## Start
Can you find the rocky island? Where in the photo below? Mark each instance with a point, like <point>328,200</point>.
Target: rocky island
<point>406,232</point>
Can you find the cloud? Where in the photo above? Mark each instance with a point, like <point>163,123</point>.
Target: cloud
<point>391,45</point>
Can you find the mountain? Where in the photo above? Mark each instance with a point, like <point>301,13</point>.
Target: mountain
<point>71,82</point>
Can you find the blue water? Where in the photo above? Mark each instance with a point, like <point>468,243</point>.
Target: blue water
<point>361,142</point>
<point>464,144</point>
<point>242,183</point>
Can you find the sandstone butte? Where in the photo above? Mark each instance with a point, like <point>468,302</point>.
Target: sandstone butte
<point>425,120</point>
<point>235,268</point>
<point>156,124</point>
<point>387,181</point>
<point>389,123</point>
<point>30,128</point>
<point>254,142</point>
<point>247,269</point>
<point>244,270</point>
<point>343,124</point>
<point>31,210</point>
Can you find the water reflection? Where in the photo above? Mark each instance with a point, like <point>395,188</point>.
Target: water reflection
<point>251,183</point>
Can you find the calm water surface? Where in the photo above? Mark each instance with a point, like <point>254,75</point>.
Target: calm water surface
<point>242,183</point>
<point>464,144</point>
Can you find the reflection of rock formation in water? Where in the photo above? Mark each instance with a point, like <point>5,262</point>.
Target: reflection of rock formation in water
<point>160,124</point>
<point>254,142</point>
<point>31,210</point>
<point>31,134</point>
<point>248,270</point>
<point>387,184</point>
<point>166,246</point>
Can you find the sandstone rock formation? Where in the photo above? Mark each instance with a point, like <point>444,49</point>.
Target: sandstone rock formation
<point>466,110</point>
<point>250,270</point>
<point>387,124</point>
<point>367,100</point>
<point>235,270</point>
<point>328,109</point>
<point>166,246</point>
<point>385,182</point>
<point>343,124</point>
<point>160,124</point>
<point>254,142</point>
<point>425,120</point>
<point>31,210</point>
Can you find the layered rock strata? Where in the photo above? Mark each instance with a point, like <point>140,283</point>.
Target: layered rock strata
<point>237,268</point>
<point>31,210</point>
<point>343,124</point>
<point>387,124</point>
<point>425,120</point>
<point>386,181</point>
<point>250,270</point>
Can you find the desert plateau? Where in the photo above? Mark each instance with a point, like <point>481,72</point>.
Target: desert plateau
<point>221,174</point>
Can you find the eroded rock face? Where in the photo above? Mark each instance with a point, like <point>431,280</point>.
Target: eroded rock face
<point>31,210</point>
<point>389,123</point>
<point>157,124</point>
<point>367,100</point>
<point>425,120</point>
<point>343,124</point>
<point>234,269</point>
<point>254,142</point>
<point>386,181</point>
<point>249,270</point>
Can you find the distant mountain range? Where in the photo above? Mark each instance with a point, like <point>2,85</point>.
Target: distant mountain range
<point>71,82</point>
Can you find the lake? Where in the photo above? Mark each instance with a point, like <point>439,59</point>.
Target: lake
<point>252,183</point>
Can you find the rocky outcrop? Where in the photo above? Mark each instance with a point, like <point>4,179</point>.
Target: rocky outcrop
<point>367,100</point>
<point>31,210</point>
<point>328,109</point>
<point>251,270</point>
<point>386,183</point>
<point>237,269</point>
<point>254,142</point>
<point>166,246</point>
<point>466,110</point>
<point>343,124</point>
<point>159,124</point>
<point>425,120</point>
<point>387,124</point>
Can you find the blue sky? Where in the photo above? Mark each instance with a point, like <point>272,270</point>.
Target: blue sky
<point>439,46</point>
## End
WHAT THIS TASK INVOLVES: Take the line that contains "Can you find the layered" and every line after it through the end of the listing above, and repeat them exactly.

REPLY TO THE TASK:
Can you find the layered rock strata? Where in the photo above? Mark each instance with a point, like <point>140,283</point>.
Target: layered rock strata
<point>237,268</point>
<point>31,210</point>
<point>343,124</point>
<point>387,124</point>
<point>425,120</point>
<point>386,181</point>
<point>250,270</point>
Can you find the desert plateau? Where in the photo above? Mark each instance with a point, like <point>481,72</point>.
Target: desert plateau
<point>221,174</point>
Can you find the eroded rock face? Where in the photo above? Mark each instance with a point, like <point>431,280</point>.
Target: eroded rock face
<point>31,210</point>
<point>389,123</point>
<point>157,124</point>
<point>367,100</point>
<point>425,120</point>
<point>343,124</point>
<point>234,269</point>
<point>254,142</point>
<point>386,181</point>
<point>249,270</point>
Can you find the distant mountain range? Where in the photo above? Mark each instance with a point, like <point>2,85</point>.
Target: distant mountain range
<point>71,82</point>
Can you find the lake? Where in the photo above? Mark each instance with a point, like <point>439,59</point>.
Target: lake
<point>252,183</point>
Can you find the rocky outcrop? Where in the photo above? Mark each instance with a point, like <point>4,179</point>.
Target: rocky outcrop
<point>367,100</point>
<point>31,210</point>
<point>328,109</point>
<point>251,270</point>
<point>386,183</point>
<point>237,269</point>
<point>254,142</point>
<point>166,246</point>
<point>466,110</point>
<point>343,124</point>
<point>159,124</point>
<point>425,120</point>
<point>387,124</point>
Can you find the blue sky? Where in the photo above? Mark each instance with a point, like <point>272,270</point>.
Target: blue sky
<point>439,46</point>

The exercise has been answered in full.